- **SOURCE PASSAGE**
=== Section Start ===

The British Red Cross has said that the overcrowding in UK hospital emergency rooms has already become a humanitarian crisis and urged the government to allot more budget to provide social care for the elderly and the sick.

The country's National Health Service (NHS) was once described as the "closest thing the English have to a religion," as it provided free care for many Britons from cradle to the grave but it has been facing unprecedented strain in recent years, which unnecessarily puts lives at risk. Three patients recently died at a Worcestershire hospital.

NHS Winter Crisis

The constrained budget along with an ageing population and medical needs that become increasingly complex have left many hospitals struggling particularly during the winter season in recent years.

Shortage In Hospital Beds

Patients are being left to wait on trolleys sometimes for days due to shortage of hospital beds.

John Freeman, whose wife is recovering from stroke, said that his wife spent 38 hours on a trolley at the Worcestershire Royal Hospital.

"My wife was stuck on a trolley right next to the fire doors in a corridor and she couldn't get any sleep because of all the trolleys banging into the fire door going in and out," he said. "This is going back to the dark ages almost."

Red Cross Helps Address Hospital Crowding

Red Cross claims that cuts to social-care funding mean that some patients cannot be discharged because there is no available support. It has sent volunteers in several areas of the country to help patients go home and free up some of the hospital beds. It also offered "support at home" to help ease the pressure on hospitals.

The volunteers visit trusts to find out the social care needs that the patients would have when they are discharged. They then visit the patients at home to assist them with tasks, which include doing shopping and collecting prescriptions.

Unaddressed Needs Of The Elderly

British Red Cross chief executive Mike Adamson said that the charity has seen people being sent to their homes without clothes, some are not washed because there are no carers to help, and some even suffered falls and are not found for days.

Adamson said that not receiving the care that they need and deserve would only prompt people to return to the hospitals again.

Crisis Not At A Level Of Humanitarian Crisis

The NHS rejected Red Cross' description. Health service managers and government supporters also said that the charity is exaggerating the scale of the problem.

Keith Willett, NHS England's Director for Acute Care, said that demand is at its highest levels and that staff members are under unprecedented pressure but he does not think that the service is at a level of a humanitarian crisis.

"On the international scale of a humanitarian crisis, I don't think the NHS is at that point. Clearly, demand is at the highest level ever," Willett said. "But also our planning is probably more comprehensive than it has ever been."

=== Section End ===

- **WHAT IS BEING ASKED**
Answer these questions from the article on the NHS winter crisis.
1. How many hours did John Freeman's wife spend on a trolley at the Worcestershire Royal Hospital?
2. Which tasks do Red Cross volunteers help patients with at home?
3. What position does Keith Willett hold?
Rely only on the text above.

- **SUPPLIED ENTRIES**
=== Section Start ===

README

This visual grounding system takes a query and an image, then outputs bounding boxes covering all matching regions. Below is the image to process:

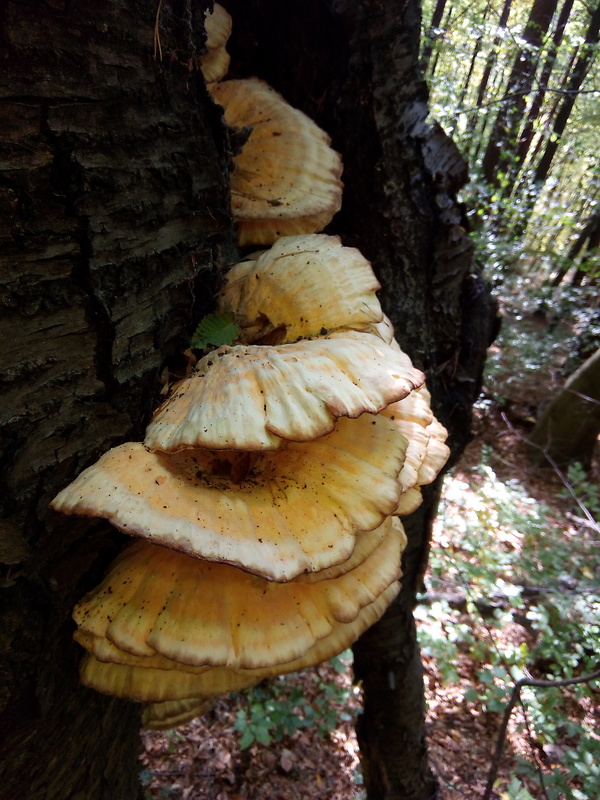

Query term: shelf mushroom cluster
[52,5,448,728]
[52,234,447,727]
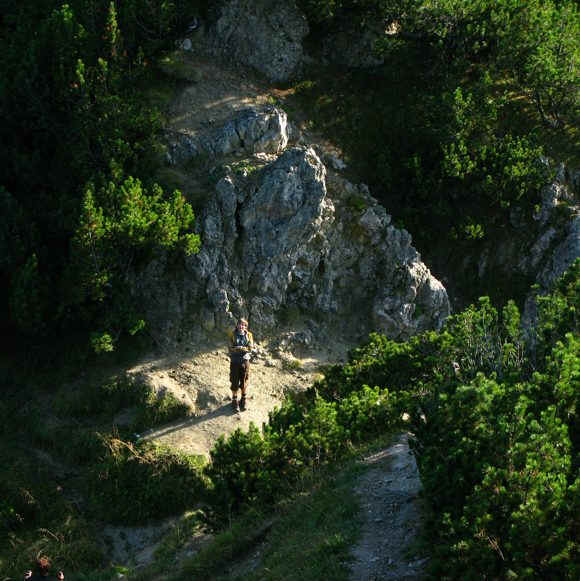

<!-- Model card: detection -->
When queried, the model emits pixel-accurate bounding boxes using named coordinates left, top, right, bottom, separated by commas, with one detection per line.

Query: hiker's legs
left=240, top=361, right=250, bottom=410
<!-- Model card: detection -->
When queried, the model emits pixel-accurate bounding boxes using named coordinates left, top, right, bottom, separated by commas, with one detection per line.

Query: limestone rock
left=167, top=106, right=291, bottom=165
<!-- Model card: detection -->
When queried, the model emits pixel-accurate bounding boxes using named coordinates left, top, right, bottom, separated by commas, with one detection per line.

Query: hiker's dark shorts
left=230, top=361, right=250, bottom=391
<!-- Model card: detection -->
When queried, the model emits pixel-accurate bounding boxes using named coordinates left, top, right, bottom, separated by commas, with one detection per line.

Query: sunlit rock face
left=206, top=0, right=308, bottom=81
left=136, top=109, right=449, bottom=345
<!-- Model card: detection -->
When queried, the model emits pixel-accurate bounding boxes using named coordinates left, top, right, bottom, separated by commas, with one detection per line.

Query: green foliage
left=71, top=177, right=200, bottom=353
left=86, top=436, right=205, bottom=524
left=302, top=261, right=580, bottom=579
left=0, top=447, right=103, bottom=578
left=0, top=0, right=201, bottom=352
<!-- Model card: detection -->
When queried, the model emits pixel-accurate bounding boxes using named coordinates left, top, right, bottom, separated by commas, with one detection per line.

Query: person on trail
left=24, top=557, right=64, bottom=581
left=229, top=319, right=254, bottom=412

=== Section End ===

- **ANSWER AREA**
1. 38 hours.
2. Doing shopping and collecting prescriptions.
3. He is NHS England's Director for Acute Care.